冯彦清 杨 珺 陈 潞 陈佩媛 姚 林 姚秋雯 陈 洁 陈 瑶
随着白内障摘出与人工晶状体手术的普遍开展,白内障术后的迟发型眼内炎的报道日益增多,越来越受到人们的关注,对该并发症的治疗一直是业内棘手的问题。 我们遇到1例“白内障术后迟发性眼内炎”的患者拒绝创伤性诊治,采用中西医结合治疗收到满意效果。 报告如下。
患者,庞xx,男,78 岁,术前诊断:左眼糖尿病性白内障。有“糖尿病(血糖空服7.3mmol/L)、肾功能不全(轻度)”史。 术前检查:视力右眼0.5,左0.3, 晶状体混浊,左眼底黄斑区散在黄白色硬性渗出。2011 年8 月11 日成功接受了“左眼白内障超声乳化+人工晶状体植入术”治疗,术后情况良好,左眼裸眼视力0.6,眼内清晰,眼底同前,次日出院。 术后第6 d 出现左眼视力下降、轻微眼酸、异物感。 复诊:视力左0.2,上方球结膜充血,角膜透明,房水清,Tyndall+,扩瞳下检查,瞳孔圆,人工晶状体清晰,位正,前节玻璃体雾状浑浊,眼底同前;血常规正常。疑诊:白内障术后迟发性眼内炎。治疗继续应用“妥布霉素地塞米松(典必殊)滴眼液,滴左眼,4 次/日;复方托品卡胺(美多丽)滴眼液,点左眼,1 次/日;加用“生理盐水250 ml+头孢替安3 g,静脉点滴,1 次/日”,用药5 d 后(术后第11 d),情况渐好转,视力0.5,玻璃体内混浊好转。 专家会诊建议:停止全身用药,继续局部用药。 观察5 d 后(术后第16 d),病情反复,术眼视力降为0.1,前房清,玻璃体混浊加重,眼底如前,血常规正常。 疑诊:痤疮丙酸杆菌感染性眼内炎。 患者拒绝创伤性诊断和治疗,再次采取静脉滴注抗生素(方案同前),治疗2 d,效果不明显,调整抗生素方案为:头孢替安2 g, 静脉点滴,2 次/日, 局部用药增加 “可乐必妥滴眼液”。 请中医科会诊配合治疗,依据“肝开窍于目之原理”,辅助运用“清利肝胆湿热的方法”,进行辨证论治,口服中药汤剂党参30 g,瓜蒌皮30 g,珍珠母30 g,炒黄连3 g,煨木香15 g,白蒺藜5 g,三七3 g,玉竹15 g,接骨木30 g,丹参15 g,煨葛根15 g,玉蝴蝶3 g,连翘10 g,每日1 剂,分2 次服。监测肾功能。 连续用药第5 d(术后第23 d),病情开始好转,术眼视力恢复至0.6,第二次抗生素方案共持续10 d 停止应用。中医中药连续治疗3 个月。 病情保持稳定,视力左0.6,前房清,瞳孔扩大后见前囊膜呈白色增厚状,人工晶状体透明,前节玻璃体透明,眼底同前,OCT 未见明显异常。 至今,未再反复。

执行任务:
这篇关于白内障术后迟发性眼内炎的病例报告讲了什么？请用两句话概括。 以下条目与上面的病例报告没有关联。

数据摘录:

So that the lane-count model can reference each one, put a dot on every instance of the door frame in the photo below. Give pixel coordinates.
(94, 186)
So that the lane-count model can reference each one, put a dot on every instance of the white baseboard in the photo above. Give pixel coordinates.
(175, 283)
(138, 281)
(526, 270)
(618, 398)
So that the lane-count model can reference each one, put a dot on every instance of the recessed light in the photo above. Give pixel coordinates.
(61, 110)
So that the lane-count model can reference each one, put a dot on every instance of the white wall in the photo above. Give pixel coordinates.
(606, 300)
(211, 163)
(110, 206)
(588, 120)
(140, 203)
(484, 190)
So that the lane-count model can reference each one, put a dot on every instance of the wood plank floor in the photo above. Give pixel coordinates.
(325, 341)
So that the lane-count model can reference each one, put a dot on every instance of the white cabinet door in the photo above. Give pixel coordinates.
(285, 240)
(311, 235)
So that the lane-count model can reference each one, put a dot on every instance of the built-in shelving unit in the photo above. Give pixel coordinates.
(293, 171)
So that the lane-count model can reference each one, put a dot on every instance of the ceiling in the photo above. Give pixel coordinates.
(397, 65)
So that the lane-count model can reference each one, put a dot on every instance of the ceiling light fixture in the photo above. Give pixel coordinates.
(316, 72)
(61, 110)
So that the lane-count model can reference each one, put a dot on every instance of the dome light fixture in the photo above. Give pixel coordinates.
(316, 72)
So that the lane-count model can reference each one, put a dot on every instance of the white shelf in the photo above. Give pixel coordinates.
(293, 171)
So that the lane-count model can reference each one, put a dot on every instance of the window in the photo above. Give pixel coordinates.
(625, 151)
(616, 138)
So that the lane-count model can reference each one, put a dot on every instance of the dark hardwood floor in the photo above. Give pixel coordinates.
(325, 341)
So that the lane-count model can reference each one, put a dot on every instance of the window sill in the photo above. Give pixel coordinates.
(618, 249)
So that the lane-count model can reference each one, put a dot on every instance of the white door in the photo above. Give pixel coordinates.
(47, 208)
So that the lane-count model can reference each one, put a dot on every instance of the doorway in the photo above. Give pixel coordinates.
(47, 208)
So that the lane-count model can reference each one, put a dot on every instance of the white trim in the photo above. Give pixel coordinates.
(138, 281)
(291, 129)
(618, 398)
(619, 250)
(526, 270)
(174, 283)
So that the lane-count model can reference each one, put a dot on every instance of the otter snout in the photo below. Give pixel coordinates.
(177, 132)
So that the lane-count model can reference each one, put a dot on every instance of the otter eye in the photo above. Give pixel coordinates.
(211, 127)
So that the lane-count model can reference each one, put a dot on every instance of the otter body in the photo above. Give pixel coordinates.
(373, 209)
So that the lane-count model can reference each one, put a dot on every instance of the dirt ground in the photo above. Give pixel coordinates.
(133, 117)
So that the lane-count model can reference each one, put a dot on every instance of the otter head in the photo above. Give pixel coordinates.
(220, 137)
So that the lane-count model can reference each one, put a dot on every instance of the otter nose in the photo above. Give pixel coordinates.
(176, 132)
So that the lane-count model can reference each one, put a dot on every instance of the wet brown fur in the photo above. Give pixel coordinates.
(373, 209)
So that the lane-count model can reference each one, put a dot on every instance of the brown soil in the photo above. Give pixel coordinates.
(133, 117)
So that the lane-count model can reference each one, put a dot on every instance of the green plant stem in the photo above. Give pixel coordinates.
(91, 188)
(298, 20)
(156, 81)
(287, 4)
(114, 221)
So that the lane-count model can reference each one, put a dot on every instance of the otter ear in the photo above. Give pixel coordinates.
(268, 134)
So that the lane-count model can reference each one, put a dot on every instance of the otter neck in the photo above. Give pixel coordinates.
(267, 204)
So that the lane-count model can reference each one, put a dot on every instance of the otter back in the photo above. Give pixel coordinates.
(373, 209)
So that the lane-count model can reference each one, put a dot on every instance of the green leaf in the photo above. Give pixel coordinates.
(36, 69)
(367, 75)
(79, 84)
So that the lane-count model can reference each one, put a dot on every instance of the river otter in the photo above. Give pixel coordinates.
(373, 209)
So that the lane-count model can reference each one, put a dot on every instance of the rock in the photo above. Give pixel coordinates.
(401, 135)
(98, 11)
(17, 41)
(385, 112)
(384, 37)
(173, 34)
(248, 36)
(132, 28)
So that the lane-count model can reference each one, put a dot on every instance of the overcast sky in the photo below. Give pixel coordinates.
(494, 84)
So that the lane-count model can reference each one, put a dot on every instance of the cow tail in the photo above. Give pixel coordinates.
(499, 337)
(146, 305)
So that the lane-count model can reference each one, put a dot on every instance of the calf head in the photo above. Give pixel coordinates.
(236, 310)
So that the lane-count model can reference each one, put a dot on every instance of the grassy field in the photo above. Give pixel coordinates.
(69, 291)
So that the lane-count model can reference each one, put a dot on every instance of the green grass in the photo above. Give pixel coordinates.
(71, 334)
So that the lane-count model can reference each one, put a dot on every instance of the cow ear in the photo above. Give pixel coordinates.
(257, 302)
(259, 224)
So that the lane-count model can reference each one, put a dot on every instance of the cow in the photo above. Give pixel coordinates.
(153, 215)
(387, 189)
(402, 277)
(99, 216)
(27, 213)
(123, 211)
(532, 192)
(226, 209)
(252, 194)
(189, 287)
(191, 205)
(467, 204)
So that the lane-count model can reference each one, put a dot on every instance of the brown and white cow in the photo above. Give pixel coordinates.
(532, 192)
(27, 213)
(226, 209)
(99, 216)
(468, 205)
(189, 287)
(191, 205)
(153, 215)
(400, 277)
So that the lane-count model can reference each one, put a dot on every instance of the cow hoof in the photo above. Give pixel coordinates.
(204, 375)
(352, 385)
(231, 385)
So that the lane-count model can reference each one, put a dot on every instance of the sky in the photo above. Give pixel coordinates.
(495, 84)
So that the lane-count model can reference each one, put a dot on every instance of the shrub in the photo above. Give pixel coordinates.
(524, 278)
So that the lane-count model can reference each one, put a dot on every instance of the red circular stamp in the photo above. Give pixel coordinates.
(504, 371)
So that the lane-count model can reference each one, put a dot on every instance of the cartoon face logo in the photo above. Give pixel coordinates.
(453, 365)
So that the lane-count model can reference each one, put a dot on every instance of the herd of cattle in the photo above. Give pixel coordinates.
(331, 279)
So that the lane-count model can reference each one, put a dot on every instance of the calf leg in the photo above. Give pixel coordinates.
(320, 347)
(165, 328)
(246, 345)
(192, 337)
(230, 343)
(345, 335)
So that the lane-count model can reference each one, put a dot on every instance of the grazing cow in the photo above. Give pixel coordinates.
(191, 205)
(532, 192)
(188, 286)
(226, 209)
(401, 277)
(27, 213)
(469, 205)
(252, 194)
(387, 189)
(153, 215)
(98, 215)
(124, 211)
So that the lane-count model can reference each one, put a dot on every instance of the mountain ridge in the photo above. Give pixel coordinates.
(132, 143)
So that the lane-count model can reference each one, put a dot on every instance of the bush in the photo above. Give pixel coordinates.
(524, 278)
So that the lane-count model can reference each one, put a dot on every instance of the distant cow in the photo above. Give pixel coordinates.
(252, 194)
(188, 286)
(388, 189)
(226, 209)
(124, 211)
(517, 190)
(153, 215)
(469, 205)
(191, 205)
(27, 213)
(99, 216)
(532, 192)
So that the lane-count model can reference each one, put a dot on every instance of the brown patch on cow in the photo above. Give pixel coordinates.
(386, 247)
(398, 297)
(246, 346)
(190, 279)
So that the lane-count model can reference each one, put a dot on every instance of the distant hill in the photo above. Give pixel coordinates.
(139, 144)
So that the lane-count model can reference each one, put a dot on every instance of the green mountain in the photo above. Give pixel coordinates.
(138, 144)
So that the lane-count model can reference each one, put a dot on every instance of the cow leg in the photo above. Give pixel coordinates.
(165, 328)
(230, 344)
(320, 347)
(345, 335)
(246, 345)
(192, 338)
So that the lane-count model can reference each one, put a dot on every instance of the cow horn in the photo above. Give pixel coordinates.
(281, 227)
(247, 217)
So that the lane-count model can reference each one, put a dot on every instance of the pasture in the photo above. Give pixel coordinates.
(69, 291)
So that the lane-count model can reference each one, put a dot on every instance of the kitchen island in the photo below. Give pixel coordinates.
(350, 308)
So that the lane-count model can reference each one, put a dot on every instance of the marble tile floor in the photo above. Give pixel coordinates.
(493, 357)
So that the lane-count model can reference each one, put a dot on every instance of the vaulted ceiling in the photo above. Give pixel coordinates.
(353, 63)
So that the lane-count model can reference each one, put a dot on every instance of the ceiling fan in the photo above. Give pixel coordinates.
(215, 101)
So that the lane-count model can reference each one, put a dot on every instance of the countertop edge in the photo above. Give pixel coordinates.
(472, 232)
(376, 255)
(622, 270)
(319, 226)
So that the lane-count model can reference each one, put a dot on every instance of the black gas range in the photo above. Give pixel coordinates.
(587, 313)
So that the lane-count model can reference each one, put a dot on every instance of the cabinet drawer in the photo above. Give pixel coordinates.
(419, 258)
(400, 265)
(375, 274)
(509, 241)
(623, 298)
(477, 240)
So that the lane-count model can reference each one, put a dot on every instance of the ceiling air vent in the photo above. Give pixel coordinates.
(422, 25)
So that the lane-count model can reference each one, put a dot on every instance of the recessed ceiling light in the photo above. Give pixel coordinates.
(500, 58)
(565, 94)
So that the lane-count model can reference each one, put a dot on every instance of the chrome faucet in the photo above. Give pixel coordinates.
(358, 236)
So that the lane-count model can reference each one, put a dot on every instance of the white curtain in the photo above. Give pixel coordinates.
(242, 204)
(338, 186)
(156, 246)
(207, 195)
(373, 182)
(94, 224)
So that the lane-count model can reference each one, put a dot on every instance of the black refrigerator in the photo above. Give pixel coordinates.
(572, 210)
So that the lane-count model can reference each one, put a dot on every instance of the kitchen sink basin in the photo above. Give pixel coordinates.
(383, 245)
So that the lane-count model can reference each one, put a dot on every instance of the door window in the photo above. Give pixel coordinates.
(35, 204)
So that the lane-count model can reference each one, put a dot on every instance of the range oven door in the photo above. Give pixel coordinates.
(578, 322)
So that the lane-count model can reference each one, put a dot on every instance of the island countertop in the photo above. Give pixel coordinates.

完成结果:
一名78岁男性患者接受左眼白内障超声乳化加人工晶状体植入术后，第6天出现视力下降等症状，疑诊为白内障术后迟发性眼内炎，经抗生素治疗一度好转后病情又出现反复。患者拒绝创伤性诊治，医生调整抗生素方案并配合中医汤剂治疗后，病情好转，视力恢复至0.6，至今未再反复。